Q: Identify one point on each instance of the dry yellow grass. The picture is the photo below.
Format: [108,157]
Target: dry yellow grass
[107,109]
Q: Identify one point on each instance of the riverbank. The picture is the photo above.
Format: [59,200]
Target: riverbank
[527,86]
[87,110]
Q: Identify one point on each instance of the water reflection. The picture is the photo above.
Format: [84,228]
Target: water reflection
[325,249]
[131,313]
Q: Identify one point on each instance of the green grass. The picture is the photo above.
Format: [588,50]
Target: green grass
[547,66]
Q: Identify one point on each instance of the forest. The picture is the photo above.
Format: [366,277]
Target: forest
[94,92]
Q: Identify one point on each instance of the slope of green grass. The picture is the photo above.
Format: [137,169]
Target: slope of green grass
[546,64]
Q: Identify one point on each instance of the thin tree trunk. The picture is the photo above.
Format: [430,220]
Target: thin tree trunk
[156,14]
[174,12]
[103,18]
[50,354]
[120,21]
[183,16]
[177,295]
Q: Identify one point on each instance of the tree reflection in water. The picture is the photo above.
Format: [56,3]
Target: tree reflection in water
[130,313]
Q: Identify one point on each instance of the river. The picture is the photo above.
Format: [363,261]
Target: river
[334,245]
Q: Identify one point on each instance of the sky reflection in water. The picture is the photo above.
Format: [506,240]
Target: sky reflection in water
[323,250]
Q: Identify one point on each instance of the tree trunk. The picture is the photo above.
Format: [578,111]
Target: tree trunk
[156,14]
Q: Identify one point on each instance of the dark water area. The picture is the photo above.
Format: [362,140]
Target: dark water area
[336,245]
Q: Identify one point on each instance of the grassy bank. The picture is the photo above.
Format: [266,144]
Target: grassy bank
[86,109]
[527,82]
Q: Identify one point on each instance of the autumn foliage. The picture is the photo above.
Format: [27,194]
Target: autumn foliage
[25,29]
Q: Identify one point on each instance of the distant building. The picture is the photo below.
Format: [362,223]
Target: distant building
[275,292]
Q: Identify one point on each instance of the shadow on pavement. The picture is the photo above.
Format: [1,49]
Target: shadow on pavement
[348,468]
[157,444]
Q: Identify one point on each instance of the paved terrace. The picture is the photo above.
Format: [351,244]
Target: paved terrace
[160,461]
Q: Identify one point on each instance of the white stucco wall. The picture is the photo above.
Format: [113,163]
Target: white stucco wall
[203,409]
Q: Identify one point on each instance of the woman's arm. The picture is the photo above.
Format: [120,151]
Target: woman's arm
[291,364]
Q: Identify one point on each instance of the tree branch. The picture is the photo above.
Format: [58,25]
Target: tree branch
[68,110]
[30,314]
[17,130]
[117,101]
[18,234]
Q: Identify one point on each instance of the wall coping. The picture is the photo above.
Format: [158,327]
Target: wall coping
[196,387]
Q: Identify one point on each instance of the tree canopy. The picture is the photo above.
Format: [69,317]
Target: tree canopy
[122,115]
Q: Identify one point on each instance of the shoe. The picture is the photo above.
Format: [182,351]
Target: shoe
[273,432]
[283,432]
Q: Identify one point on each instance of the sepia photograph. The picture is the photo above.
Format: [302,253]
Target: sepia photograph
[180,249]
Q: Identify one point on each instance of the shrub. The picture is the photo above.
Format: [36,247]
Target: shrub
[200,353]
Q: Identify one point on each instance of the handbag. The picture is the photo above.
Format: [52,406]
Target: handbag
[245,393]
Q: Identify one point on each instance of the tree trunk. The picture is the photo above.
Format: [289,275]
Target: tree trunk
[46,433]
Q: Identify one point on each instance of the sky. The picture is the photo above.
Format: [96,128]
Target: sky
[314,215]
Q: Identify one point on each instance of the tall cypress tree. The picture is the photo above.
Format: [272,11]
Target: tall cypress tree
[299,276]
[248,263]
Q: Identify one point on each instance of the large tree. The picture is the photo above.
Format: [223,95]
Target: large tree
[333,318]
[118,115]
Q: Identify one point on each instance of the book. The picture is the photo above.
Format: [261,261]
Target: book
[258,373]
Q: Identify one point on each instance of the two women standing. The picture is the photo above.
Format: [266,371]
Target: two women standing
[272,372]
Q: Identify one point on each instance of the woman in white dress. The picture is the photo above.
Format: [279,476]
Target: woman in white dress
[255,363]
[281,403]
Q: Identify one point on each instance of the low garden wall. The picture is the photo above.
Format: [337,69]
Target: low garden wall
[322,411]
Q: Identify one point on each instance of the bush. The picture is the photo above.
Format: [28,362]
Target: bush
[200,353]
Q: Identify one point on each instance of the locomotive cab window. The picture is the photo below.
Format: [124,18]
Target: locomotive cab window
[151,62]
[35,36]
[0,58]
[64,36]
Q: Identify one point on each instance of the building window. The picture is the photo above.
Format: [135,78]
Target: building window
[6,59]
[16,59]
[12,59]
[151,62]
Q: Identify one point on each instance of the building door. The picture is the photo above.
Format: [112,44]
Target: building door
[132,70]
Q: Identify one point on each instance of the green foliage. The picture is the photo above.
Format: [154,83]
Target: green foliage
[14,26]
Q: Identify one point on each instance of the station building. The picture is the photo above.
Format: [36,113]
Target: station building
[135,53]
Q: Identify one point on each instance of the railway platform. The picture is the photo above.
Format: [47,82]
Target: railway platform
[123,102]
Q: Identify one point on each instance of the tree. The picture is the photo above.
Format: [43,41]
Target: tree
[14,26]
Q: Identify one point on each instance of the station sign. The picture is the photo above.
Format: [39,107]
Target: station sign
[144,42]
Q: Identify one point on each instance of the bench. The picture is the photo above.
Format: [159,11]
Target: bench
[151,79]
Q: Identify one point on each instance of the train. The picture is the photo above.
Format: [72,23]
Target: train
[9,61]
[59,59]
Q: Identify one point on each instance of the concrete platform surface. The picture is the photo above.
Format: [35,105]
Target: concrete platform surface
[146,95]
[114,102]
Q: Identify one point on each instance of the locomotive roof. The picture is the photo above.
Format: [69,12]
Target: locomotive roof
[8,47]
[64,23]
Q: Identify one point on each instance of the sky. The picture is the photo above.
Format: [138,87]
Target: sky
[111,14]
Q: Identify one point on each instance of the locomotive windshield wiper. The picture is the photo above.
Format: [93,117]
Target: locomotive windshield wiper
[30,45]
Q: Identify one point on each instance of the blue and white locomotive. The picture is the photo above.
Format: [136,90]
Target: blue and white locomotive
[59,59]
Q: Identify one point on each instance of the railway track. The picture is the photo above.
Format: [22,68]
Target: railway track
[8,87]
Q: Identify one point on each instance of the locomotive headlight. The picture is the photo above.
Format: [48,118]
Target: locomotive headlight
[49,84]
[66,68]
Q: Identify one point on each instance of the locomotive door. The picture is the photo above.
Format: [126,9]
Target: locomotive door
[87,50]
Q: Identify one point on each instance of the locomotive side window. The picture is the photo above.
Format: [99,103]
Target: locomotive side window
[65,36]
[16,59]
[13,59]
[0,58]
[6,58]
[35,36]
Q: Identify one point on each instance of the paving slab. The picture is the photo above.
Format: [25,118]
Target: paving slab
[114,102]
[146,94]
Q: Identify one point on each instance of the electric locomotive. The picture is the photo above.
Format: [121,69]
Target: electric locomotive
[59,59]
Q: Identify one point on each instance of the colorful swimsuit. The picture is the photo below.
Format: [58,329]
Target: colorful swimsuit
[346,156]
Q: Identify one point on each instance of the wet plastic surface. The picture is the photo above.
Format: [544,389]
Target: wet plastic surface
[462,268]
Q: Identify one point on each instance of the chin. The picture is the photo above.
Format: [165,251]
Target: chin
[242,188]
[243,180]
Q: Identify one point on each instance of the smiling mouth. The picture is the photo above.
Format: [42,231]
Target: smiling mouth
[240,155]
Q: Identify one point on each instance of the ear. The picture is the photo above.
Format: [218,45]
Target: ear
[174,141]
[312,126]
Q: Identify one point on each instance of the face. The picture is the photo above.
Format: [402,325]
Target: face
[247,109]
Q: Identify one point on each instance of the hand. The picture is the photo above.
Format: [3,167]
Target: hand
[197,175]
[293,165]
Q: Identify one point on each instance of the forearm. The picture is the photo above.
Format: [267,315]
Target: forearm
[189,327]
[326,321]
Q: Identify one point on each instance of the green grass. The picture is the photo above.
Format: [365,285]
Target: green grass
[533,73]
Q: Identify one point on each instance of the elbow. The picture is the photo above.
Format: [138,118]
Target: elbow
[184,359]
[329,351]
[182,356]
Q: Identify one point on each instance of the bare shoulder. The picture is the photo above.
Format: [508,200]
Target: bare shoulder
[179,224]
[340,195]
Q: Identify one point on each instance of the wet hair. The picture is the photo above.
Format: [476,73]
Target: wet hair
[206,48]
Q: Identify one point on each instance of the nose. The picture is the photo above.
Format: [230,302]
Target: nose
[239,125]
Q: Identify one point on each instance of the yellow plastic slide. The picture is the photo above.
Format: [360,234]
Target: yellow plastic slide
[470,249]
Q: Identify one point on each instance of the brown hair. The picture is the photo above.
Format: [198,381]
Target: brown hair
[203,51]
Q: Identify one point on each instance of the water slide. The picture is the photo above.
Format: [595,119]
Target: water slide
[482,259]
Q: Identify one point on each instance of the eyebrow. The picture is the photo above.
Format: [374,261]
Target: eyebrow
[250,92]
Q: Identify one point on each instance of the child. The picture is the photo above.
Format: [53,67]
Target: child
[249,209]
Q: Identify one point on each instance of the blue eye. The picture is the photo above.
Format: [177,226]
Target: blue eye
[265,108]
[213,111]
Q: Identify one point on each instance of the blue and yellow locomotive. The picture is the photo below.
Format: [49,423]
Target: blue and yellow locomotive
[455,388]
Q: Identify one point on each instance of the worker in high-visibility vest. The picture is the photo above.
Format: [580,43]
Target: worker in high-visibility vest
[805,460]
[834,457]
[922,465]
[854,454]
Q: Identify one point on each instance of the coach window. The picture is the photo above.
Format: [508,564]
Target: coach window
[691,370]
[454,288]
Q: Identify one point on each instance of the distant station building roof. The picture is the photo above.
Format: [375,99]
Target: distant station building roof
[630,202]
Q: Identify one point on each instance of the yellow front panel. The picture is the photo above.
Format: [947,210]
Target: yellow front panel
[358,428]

→ EXERCISE DIRECTIONS:
Reproduce each line above that contains "below".

→ ANSWER SECTION:
Q: Identify one point on each instance of the dry yellow grass. The picture is the photo below.
Q: Identify one point on each instance of the distant building. The picture is the photo below.
Q: Identify one point on each instance of the locomotive cab window. The picture is the photo below.
Q: Identify one point on each instance of the colorful swimsuit. The picture is the photo below.
Q: Identify one point on each instance of the blue and yellow locomotive. The picture is the photo below.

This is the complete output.